Supplied material:

+ + +

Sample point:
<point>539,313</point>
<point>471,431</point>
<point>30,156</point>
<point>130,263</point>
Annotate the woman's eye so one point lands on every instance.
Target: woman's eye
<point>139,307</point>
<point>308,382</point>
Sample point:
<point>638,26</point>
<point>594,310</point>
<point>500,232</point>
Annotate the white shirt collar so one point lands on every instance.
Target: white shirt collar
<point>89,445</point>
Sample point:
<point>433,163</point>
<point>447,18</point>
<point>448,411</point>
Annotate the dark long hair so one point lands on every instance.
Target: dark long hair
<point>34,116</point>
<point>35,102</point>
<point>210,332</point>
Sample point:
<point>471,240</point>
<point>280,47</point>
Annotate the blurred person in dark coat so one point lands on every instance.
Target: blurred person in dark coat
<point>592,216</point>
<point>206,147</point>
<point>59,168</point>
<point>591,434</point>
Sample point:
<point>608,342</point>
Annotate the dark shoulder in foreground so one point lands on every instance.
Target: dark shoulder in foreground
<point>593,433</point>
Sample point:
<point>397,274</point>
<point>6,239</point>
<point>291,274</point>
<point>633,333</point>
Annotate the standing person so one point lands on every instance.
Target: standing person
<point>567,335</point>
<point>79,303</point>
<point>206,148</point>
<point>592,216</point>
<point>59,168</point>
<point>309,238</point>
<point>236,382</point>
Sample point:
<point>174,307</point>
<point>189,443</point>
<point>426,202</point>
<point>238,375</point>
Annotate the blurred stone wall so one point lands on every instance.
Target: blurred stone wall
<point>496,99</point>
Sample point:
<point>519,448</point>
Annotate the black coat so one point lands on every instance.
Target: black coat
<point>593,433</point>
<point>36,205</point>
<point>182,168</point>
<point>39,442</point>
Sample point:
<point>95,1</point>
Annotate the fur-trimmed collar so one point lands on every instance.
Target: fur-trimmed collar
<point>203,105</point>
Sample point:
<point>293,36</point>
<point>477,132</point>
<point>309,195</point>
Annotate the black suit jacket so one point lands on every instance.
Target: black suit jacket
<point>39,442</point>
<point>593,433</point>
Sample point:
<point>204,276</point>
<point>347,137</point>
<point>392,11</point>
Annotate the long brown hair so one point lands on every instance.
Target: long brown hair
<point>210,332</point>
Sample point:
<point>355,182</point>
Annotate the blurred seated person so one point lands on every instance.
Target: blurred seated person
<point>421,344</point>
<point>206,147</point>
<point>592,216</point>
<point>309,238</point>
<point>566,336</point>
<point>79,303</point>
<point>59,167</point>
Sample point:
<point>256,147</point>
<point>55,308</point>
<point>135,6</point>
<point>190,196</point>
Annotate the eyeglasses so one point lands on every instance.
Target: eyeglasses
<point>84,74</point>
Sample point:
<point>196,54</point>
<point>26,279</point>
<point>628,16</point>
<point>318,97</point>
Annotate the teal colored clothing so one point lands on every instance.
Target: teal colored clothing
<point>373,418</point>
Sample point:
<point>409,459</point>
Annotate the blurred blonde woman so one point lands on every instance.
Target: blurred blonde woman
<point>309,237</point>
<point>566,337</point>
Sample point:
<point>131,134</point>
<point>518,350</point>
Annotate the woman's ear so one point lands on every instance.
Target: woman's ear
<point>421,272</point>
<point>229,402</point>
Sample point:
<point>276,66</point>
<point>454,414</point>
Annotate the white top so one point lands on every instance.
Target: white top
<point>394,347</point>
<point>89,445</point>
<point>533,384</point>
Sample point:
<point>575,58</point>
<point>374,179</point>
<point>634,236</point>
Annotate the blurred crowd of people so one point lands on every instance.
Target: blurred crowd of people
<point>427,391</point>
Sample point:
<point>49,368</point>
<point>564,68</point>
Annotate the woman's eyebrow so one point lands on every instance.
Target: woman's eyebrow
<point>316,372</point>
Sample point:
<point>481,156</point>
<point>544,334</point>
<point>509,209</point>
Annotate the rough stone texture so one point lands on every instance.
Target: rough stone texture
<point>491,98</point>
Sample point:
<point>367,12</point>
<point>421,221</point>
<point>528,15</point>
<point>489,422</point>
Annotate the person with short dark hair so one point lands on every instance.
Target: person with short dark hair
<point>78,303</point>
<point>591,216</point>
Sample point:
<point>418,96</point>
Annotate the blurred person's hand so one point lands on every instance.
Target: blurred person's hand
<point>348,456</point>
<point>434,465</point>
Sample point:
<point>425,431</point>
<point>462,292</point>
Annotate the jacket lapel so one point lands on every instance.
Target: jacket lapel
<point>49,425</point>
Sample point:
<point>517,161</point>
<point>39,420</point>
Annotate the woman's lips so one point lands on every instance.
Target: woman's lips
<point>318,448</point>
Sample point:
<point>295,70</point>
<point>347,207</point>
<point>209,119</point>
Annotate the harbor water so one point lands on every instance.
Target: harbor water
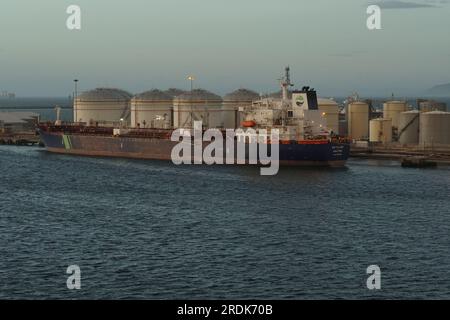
<point>153,230</point>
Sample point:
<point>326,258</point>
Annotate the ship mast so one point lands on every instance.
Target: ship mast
<point>286,83</point>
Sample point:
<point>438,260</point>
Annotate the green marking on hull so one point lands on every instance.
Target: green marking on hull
<point>67,142</point>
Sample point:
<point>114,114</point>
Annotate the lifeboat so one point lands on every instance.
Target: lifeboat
<point>249,124</point>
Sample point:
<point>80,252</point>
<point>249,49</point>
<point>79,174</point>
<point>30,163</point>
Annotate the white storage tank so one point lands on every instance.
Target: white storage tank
<point>330,111</point>
<point>392,110</point>
<point>358,120</point>
<point>102,105</point>
<point>431,105</point>
<point>198,105</point>
<point>152,109</point>
<point>381,130</point>
<point>435,128</point>
<point>241,98</point>
<point>408,130</point>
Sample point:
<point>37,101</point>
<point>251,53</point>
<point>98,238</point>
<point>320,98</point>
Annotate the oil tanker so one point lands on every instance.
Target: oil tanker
<point>304,139</point>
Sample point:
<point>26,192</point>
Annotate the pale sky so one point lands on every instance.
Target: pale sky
<point>137,45</point>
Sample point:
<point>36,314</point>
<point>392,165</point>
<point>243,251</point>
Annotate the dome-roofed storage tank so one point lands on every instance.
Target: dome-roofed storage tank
<point>434,129</point>
<point>431,105</point>
<point>392,110</point>
<point>408,130</point>
<point>330,111</point>
<point>103,105</point>
<point>198,105</point>
<point>358,120</point>
<point>152,109</point>
<point>240,98</point>
<point>174,92</point>
<point>381,130</point>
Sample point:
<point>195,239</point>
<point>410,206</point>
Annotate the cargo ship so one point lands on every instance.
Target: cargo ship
<point>303,137</point>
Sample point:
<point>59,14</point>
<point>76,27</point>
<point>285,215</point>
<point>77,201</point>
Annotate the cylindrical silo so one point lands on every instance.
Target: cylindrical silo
<point>358,120</point>
<point>409,124</point>
<point>103,105</point>
<point>174,92</point>
<point>381,130</point>
<point>330,111</point>
<point>431,105</point>
<point>198,105</point>
<point>392,110</point>
<point>151,109</point>
<point>241,98</point>
<point>435,128</point>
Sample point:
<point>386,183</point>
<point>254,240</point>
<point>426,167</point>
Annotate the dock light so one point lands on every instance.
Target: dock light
<point>191,79</point>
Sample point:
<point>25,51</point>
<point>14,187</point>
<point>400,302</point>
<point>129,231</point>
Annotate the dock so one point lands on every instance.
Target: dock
<point>400,153</point>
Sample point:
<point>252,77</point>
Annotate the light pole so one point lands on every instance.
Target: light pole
<point>75,100</point>
<point>191,79</point>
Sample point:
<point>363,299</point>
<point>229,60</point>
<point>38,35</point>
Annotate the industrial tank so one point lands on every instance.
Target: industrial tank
<point>392,110</point>
<point>431,105</point>
<point>198,105</point>
<point>381,130</point>
<point>174,92</point>
<point>241,98</point>
<point>330,111</point>
<point>152,109</point>
<point>102,105</point>
<point>408,130</point>
<point>435,128</point>
<point>358,120</point>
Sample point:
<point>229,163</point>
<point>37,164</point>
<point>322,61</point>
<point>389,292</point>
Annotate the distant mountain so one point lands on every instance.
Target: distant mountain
<point>440,90</point>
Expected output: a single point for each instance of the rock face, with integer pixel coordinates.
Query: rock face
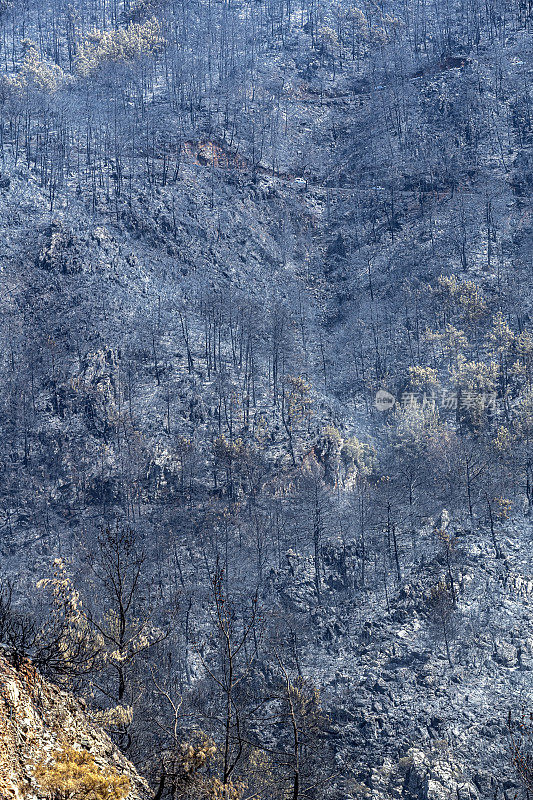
(36, 719)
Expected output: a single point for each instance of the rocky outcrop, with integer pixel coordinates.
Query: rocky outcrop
(37, 719)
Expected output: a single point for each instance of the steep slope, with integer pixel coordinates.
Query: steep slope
(39, 720)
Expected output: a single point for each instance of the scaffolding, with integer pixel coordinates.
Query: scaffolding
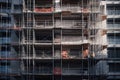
(60, 39)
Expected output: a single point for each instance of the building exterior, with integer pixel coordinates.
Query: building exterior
(113, 37)
(53, 40)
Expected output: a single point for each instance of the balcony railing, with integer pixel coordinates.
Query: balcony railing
(113, 26)
(4, 40)
(38, 70)
(114, 40)
(113, 12)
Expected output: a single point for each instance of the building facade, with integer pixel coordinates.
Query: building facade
(113, 37)
(54, 40)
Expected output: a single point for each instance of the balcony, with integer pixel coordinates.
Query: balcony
(113, 12)
(7, 54)
(38, 70)
(44, 10)
(113, 26)
(74, 71)
(5, 40)
(44, 24)
(112, 1)
(8, 70)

+ + +

What the task asks: The lines to return are those with the string "output" in them; copy each from the entries above.

Response:
Expected output: a single point for each instance of the rock face, with integer pixel coordinates.
Expected output: a single point for each instance of the rocky outcrop, with integer pixel coordinates.
Expected output: a single point for each instance of the steep slope, with integer pixel coordinates.
Expected output: a single point for each instance of the scaffolding, with integer pixel coordinates.
Expected output: a single point for each instance of the building exterior, with integer pixel coordinates.
Expected output: a single point for each instance of the balcony railing, with integer pixel coordinates.
Expected output: a single point for each instance of the building facade, with integer pixel coordinates.
Expected output: a single point for each instance of the balcony, with integer pixel coordinates.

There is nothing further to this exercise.